--- Provided entries Enclosed Below ---

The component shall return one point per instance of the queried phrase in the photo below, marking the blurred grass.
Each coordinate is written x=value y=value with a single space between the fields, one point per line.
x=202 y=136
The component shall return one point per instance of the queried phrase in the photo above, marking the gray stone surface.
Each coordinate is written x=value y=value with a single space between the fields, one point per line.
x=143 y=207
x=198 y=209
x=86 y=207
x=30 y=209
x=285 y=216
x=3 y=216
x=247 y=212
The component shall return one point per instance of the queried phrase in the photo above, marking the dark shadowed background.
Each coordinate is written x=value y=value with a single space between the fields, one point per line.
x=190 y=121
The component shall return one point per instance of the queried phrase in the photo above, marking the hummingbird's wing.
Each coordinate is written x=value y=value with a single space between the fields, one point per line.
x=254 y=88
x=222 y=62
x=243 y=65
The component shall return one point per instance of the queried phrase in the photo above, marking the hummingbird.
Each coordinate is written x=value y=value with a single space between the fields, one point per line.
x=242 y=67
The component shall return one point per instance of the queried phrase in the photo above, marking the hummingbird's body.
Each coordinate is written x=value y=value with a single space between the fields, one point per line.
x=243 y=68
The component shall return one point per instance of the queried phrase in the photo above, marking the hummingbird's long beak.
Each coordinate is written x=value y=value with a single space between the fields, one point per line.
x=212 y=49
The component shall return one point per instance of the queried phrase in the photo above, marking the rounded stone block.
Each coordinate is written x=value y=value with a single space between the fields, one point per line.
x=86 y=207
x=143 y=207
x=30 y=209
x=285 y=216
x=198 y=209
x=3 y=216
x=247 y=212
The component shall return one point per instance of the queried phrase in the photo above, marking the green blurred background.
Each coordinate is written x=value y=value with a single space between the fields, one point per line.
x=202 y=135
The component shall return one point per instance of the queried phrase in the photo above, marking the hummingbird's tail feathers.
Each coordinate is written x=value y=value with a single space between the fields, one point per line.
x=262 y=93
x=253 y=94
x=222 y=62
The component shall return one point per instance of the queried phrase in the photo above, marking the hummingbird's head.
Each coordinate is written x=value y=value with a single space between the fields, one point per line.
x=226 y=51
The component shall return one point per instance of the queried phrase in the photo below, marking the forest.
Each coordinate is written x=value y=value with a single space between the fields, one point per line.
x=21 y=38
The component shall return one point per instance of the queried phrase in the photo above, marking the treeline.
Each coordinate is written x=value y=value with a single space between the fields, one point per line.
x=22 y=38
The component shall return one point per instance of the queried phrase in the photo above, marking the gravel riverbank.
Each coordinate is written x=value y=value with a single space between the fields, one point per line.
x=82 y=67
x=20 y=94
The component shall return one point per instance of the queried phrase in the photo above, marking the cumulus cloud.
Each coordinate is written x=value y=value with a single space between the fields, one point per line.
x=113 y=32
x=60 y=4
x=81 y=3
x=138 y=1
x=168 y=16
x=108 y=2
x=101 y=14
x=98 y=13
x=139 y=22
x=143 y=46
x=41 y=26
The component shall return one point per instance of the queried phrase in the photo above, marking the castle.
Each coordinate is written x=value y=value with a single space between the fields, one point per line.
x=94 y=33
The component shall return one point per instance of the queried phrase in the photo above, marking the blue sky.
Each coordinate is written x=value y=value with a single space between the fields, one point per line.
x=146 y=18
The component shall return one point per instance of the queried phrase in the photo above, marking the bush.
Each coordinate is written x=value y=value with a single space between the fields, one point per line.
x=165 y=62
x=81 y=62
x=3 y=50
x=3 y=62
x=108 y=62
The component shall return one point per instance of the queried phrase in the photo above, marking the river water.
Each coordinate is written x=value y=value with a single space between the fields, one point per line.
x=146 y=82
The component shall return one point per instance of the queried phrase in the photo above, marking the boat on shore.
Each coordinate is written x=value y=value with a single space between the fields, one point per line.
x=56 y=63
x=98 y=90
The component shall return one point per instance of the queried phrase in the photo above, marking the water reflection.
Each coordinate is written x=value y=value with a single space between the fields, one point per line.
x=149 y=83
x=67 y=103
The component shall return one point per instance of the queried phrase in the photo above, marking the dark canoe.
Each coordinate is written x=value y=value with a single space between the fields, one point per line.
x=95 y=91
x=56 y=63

--- End of Enclosed Provided entries ---

Required action>
Would you copy out each line of the records above where the word "dark" occurs?

Result below>
The component shall return one point per instance of the queried phrase in the photo above, marking the dark shadowed background.
The component shall return one point per instance of the queried phrase in the photo above, marking the dark canoe.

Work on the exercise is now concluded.